## Your objective
Repeat exactly the opening lines of the records, ending with the line that contains "box: [111, 0, 158, 6]".

## Data in this exercise
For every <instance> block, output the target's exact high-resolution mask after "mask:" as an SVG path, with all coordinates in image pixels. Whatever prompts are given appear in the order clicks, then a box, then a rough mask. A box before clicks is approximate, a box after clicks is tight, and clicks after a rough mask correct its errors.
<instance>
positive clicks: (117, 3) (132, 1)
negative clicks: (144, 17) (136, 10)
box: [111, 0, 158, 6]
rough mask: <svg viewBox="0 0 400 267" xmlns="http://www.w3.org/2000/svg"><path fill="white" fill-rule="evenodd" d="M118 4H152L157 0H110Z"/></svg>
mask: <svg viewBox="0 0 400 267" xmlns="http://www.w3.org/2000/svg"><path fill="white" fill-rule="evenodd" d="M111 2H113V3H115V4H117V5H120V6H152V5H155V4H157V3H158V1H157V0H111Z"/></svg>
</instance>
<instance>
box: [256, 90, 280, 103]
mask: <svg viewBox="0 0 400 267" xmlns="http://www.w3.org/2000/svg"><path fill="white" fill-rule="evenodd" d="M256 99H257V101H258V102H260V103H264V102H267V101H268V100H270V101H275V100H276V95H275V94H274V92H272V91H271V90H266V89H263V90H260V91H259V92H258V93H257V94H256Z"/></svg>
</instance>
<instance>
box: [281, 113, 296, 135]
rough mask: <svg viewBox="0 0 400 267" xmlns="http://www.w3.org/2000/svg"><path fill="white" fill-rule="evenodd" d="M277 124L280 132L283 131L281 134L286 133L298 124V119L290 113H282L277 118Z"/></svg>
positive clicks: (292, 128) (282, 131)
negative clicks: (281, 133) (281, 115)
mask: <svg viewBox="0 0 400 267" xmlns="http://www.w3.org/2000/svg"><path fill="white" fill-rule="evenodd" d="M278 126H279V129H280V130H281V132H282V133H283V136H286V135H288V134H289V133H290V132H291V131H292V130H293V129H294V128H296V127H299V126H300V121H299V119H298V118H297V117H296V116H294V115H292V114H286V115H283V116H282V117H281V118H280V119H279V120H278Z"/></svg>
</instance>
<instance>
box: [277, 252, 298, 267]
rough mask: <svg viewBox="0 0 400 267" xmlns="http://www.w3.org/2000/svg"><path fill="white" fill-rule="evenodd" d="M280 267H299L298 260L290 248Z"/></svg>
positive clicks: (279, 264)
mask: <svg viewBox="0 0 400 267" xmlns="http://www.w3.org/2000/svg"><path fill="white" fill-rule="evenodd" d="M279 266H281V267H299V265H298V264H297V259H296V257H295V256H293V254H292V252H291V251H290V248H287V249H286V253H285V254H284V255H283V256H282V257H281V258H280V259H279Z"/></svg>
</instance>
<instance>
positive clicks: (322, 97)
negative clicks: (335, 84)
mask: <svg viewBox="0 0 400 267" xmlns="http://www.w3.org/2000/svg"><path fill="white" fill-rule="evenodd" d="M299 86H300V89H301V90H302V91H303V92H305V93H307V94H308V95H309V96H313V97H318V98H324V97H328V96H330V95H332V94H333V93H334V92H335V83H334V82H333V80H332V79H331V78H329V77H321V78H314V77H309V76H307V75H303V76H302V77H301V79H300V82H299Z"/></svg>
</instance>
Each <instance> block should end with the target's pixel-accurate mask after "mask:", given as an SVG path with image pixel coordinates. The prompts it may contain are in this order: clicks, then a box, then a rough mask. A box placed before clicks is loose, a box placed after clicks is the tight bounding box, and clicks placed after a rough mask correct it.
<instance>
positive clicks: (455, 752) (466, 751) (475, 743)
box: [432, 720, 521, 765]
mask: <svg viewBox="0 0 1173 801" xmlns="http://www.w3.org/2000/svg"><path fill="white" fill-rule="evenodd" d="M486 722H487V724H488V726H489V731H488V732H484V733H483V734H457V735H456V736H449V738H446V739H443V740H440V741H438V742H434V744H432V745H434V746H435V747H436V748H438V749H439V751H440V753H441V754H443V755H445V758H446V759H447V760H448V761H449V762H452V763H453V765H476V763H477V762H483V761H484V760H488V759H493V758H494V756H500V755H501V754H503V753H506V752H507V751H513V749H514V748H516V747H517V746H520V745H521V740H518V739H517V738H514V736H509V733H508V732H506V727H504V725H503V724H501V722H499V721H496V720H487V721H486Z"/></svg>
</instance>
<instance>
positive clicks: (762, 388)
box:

## Written solution
For every <instance> block, output the target's exact high-resolution mask after "mask:" as an SVG path, with all coordinates in image pixels. Whatever prompts are given appear in the order clicks, then a box, then a rough mask. A box before clicks is approximate, a box after clicks is tight, and clicks after a rough mask correct its errors.
<instance>
positive clicks: (117, 3) (132, 1)
negative clicks: (144, 17) (136, 10)
box: [111, 0, 158, 6]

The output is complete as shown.